**Material for this exercise**
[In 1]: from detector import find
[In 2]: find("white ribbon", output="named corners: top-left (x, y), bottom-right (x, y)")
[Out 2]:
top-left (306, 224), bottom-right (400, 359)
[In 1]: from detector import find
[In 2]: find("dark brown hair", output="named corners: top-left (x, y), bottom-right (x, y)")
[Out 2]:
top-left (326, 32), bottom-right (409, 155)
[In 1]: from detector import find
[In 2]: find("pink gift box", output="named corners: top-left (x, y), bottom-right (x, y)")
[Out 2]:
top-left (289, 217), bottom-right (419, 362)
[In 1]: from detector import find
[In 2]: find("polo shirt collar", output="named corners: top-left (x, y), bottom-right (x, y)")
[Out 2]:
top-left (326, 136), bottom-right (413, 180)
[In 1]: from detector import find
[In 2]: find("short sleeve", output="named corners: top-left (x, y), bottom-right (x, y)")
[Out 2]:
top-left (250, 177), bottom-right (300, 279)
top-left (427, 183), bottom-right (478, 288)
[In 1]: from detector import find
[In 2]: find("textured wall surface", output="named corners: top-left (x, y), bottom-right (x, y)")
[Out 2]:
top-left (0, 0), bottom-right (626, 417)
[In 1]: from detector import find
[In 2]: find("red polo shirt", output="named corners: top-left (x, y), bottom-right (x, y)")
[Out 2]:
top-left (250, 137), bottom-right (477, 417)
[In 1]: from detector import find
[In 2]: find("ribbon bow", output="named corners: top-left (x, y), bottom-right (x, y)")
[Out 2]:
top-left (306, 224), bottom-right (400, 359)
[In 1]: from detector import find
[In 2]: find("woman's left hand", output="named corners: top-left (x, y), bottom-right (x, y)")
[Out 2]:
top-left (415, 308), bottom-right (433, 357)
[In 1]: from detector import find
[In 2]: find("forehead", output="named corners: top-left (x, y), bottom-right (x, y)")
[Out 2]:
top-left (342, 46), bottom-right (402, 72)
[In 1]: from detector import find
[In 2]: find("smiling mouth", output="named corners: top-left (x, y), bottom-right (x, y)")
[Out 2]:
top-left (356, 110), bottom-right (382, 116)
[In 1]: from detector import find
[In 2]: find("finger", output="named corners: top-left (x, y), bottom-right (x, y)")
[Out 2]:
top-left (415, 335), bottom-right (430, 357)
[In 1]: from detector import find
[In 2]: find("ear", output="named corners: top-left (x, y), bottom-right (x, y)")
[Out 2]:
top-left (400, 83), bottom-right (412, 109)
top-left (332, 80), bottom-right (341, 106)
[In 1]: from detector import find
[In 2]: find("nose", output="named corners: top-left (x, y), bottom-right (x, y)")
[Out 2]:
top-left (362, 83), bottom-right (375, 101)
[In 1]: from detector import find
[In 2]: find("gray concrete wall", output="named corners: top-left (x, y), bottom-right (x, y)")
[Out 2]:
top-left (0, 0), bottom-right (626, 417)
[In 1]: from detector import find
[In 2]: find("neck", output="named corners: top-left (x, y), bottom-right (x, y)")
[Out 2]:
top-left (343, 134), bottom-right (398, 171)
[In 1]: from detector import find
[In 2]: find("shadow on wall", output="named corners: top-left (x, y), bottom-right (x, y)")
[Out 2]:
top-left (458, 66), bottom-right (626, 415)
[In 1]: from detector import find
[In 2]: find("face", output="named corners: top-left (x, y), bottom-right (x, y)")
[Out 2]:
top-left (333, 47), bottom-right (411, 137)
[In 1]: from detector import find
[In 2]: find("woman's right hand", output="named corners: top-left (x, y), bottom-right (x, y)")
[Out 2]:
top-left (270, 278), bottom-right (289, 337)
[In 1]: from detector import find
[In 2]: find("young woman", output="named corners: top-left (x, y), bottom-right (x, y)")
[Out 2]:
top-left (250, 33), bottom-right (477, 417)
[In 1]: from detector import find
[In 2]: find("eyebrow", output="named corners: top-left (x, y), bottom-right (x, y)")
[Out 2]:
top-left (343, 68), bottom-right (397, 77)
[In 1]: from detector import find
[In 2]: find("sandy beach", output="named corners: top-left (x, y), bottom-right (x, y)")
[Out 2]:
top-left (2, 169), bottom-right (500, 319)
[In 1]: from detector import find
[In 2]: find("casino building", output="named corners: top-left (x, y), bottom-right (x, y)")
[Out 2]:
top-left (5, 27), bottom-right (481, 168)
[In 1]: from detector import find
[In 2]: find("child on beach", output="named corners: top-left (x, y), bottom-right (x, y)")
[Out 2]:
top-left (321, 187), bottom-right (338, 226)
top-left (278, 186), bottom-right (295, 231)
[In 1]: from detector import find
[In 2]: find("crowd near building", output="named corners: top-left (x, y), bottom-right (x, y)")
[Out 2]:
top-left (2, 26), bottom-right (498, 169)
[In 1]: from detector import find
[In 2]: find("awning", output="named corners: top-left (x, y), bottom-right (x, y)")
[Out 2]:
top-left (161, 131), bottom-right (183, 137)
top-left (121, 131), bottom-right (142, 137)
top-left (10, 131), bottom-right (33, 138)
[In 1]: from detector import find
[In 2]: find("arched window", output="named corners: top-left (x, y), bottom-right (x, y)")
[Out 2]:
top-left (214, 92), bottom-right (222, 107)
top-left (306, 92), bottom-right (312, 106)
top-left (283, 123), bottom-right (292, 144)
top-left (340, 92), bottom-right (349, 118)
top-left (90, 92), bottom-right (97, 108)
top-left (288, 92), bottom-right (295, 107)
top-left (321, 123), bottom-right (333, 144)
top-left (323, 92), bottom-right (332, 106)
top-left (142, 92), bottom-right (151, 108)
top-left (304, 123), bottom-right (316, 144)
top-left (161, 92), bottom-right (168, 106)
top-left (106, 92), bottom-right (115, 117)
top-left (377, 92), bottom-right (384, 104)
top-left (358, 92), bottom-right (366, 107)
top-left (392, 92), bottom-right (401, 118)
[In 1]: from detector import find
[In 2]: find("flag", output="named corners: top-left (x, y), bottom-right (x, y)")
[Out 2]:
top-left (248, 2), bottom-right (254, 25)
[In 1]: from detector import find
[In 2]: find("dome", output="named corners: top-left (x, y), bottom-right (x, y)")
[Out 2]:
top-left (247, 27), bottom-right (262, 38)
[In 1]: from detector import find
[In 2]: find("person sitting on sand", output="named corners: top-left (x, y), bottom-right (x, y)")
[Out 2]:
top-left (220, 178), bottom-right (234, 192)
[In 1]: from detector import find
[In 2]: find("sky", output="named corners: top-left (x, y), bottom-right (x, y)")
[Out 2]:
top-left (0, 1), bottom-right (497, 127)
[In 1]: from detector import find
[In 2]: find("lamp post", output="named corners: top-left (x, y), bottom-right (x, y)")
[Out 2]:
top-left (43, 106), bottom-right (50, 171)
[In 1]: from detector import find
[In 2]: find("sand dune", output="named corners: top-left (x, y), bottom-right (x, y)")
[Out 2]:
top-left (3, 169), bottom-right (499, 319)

**What is required**
Reproduce the data from its first line through the line containing "top-left (427, 183), bottom-right (478, 288)", swapping "dark brown hair" for "black hair" and leaving everything else unchanged.

**Result for this exercise**
[In 1]: from detector import find
[In 2]: find("white ribbon", output="named corners: top-left (x, y), bottom-right (x, y)")
[Out 2]:
top-left (306, 224), bottom-right (400, 359)
[In 1]: from detector import find
[In 2]: find("black hair", output="named corners: top-left (x, y), bottom-right (x, y)")
[Out 2]:
top-left (326, 32), bottom-right (409, 155)
[In 1]: from detector import find
[In 2]: find("pink gift box", output="named corners: top-left (x, y), bottom-right (x, y)")
[Out 2]:
top-left (289, 217), bottom-right (419, 362)
[In 1]: from detector import find
[In 2]: find("polo shirt collar", output="named corners: top-left (x, y), bottom-right (x, y)")
[Out 2]:
top-left (326, 136), bottom-right (413, 180)
[In 1]: from detector import find
[In 2]: find("short sleeve", output="named corners: top-left (x, y), bottom-right (x, y)")
[Out 2]:
top-left (250, 177), bottom-right (300, 279)
top-left (427, 183), bottom-right (478, 288)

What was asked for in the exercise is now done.